> **TEXT SECTION**

*** Begin section ***

If Corona's teeth all look even the chances are they are all permanent by now and she had an easy time of teething. Any retained baby teeth will look much smaller/thinner alongside the adult ones. Take a pic and post it if you aren't sure.


----------



## Corona Pup (Jan 27, 2015)

Okay, thanks! I'll take a better look this afternoon and if I am unsure, will post a pic!


----------



## Jayda (Jun 15, 2012)

I did find one of Jewel's teeth. The incisors were interesting, especially on the bottom. One day I looked and her baby incisors were there....another week later they were all gone and I see the adults poking through. I am going to make an appointment with my vet for next week. I don't want it to mess up her bite.


----------



## Wicked Pixie (Oct 14, 2011)

Maybe take a pic and show your breeder?
Jasper and Bibi went through a really gummy phase where they had no teeth! I have several of their baby teeth in a locket, which people find strange, but I think they are so cute and tiny.

*** End section ***

> **SUPPLIED RECORDS**
*** Begin section ***

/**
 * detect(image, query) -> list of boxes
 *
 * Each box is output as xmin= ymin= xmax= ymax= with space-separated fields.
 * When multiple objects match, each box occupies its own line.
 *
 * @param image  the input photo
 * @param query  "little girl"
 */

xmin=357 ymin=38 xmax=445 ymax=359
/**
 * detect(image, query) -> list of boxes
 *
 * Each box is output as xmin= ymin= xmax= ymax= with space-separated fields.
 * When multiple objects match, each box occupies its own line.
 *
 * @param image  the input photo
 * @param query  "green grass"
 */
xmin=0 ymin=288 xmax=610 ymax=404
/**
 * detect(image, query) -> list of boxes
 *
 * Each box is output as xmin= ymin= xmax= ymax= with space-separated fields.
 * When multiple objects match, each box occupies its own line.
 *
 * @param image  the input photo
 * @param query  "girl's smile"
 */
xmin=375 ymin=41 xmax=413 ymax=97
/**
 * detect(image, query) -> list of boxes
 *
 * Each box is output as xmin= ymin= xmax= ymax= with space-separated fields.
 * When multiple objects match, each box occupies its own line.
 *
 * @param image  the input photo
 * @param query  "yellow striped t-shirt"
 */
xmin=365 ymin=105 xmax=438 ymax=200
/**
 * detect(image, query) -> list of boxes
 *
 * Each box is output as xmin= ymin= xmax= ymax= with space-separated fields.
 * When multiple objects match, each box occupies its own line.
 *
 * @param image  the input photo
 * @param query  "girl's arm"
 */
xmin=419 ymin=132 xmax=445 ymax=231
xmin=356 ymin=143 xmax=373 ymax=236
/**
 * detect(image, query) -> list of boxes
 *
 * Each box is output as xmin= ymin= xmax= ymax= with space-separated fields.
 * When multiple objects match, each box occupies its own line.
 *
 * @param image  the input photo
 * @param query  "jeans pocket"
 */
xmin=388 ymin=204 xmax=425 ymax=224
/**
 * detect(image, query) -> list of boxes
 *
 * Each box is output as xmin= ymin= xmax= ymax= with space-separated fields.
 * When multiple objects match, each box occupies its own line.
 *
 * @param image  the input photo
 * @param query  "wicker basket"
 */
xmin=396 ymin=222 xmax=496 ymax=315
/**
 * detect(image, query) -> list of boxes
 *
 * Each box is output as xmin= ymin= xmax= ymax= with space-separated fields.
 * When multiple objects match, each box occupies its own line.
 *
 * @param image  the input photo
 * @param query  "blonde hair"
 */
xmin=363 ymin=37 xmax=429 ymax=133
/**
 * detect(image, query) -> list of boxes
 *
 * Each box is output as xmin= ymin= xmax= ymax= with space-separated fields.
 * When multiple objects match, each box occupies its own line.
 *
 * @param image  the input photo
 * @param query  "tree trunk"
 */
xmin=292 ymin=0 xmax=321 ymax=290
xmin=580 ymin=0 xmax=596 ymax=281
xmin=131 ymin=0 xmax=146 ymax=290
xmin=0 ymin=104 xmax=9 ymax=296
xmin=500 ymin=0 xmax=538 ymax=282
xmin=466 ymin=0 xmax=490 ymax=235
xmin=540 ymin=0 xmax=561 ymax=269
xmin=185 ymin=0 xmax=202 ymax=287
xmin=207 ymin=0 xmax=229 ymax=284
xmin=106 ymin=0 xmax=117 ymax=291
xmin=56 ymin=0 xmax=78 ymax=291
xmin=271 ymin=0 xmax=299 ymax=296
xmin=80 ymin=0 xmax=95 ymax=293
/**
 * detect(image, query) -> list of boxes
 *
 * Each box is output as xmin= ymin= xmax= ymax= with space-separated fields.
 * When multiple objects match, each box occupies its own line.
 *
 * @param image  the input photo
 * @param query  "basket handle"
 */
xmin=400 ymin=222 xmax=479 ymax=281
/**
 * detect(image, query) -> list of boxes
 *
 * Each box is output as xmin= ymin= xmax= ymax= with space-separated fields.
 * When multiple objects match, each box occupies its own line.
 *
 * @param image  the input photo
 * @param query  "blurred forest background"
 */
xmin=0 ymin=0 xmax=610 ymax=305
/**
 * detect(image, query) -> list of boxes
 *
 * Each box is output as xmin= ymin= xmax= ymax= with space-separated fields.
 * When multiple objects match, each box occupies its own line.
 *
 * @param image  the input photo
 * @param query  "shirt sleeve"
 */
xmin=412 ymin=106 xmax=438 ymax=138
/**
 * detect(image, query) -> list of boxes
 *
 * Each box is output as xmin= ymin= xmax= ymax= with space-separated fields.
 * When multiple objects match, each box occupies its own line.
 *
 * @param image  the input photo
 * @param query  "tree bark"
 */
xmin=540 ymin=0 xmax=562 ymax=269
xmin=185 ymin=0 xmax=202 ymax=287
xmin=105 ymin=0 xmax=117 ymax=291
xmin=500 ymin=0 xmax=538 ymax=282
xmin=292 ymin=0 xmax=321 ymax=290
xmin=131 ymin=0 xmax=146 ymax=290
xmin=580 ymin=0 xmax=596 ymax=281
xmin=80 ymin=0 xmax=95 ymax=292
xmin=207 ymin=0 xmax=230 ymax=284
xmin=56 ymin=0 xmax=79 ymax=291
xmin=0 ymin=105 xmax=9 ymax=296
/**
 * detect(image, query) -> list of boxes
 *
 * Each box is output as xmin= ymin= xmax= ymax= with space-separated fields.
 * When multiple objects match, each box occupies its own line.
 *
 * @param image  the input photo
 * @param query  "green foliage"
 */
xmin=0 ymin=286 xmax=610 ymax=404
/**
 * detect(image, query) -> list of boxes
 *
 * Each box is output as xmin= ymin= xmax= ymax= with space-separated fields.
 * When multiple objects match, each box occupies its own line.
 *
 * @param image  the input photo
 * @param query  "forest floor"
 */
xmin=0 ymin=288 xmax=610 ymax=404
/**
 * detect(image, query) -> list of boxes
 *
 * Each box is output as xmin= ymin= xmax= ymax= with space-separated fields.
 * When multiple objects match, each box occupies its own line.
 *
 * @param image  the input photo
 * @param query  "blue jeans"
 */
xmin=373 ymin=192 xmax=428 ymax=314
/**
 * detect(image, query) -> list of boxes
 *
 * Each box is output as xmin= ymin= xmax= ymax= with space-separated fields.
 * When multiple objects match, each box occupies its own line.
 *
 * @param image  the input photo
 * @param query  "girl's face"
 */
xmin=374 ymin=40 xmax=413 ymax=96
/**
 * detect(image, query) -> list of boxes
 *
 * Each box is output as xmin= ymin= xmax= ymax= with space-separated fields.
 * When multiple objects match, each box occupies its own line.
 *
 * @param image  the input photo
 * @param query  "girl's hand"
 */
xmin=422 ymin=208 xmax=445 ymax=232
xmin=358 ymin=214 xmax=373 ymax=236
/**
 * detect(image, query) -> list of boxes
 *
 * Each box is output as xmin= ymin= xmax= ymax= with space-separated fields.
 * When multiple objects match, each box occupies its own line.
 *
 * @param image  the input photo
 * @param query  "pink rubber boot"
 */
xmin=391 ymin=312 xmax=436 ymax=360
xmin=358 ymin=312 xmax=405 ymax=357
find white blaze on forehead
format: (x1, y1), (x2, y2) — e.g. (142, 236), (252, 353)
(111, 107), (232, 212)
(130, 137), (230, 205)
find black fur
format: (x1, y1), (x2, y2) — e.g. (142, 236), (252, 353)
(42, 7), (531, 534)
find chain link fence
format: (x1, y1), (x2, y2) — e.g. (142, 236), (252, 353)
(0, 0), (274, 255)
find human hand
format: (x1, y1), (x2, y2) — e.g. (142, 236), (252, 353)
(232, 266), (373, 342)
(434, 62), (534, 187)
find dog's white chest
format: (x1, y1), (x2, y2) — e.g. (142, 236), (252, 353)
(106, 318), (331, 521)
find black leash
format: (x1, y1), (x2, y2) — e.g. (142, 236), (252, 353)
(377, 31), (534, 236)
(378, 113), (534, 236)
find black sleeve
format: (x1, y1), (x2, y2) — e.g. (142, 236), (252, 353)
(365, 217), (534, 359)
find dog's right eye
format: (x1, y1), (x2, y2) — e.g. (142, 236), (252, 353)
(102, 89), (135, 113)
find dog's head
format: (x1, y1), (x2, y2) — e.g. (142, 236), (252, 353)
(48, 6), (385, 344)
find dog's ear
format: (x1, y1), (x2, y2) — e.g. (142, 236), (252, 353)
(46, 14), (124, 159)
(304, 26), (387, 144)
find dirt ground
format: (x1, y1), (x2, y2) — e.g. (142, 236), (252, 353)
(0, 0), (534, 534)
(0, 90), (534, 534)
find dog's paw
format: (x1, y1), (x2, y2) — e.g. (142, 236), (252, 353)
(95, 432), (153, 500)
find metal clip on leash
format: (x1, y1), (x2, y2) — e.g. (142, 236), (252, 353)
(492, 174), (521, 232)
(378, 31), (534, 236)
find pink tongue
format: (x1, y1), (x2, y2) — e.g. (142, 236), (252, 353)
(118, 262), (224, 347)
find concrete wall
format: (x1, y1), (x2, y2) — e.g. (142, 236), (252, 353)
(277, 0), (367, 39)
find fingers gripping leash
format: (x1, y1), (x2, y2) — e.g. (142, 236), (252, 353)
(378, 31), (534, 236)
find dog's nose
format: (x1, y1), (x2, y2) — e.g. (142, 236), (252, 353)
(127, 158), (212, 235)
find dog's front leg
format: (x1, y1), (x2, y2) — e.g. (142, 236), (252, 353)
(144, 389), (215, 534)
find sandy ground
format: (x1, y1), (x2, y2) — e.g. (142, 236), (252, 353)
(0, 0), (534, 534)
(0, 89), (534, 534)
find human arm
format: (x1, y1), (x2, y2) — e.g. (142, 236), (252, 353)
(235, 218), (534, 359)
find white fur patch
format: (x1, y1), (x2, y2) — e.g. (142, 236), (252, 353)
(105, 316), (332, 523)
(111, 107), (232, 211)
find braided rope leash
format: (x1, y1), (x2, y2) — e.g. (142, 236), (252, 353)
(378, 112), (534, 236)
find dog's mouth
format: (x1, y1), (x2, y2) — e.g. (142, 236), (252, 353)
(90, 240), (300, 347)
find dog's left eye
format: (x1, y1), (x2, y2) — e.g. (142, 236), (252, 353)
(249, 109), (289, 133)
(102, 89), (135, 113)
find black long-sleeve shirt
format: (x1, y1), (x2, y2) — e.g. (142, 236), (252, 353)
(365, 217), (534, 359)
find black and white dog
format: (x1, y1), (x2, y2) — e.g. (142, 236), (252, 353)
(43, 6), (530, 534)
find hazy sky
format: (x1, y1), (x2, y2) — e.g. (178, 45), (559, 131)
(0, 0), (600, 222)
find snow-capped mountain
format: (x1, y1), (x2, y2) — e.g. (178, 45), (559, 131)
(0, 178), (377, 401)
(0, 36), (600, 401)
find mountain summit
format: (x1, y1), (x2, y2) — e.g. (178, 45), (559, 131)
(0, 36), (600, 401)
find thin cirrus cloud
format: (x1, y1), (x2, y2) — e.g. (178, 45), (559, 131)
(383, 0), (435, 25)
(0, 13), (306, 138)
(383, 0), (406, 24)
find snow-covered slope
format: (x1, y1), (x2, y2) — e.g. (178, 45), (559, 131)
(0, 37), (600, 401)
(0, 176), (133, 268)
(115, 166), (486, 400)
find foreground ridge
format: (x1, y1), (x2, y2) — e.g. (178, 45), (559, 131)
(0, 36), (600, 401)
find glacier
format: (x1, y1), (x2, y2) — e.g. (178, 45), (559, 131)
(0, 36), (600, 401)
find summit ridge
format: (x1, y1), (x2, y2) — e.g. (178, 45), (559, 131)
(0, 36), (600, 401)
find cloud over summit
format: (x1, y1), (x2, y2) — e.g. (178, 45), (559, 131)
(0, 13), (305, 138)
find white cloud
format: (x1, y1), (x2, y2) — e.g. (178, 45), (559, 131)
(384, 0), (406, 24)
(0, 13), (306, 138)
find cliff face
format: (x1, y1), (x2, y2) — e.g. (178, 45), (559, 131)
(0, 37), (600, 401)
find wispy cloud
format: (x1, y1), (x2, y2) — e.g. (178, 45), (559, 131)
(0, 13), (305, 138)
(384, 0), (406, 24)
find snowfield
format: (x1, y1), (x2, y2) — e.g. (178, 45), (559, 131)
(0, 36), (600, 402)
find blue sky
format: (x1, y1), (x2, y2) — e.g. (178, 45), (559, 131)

*** End section ***

> **ASSIGNMENT 1**
Reproduce the part of the puppy-teeth thread that begins with "If Corona's teeth" and ends with "(Jan 27, 2015)".
> **ASSIGNMENT 2**
Continue the puppy-teeth thread from the point where it stops.

> **EXPECTED OUTPUT 1**
If Corona's teeth all look even the chances are they are all permanent by now and she had an easy time of teething. Any retained baby teeth will look much smaller/thinner alongside the adult ones. Take a pic and post it if you aren't sure.


----------



## Corona Pup (Jan 27, 2015)

> **EXPECTED OUTPUT 2**
----------



## Corona Pup (Jan 27, 2015)

Well I just took a look a Coronas mouth and noticed, that yes indeed she is a little shark and has 2 rows of teeth! Silly me for not knowing to look for this!! Is this harmful? Will the baby teeth still fall out. I will call my ver and ask her advice, of course, but I just want to get some opinions on here. I feel like a horrible mom not noticing anything was up!!! I would have never noticed or have known to look if not for this thread...


----------



## Wicked Pixie (Oct 14, 2011)

They do usually fall out on their own, but you can have issues with food getting trapped and gum disease etc, so while not life-threatening it definitely needs to be monitored


----------



## lulu'smom (Jan 4, 2012)

Corona Pup said:


> Well I just took a look a Coronas mouth and noticed, that yes indeed she is a little shark and has 2 rows of teeth! Silly me for not knowing to look for this!! Is this harmful? Will the baby teeth still fall out. I will call my ver and ask her advice, of course, but I just want to get some opinions on here. I feel like a horrible mom not noticing anything was up!!! I would have never noticed or have known to look if not for this thread...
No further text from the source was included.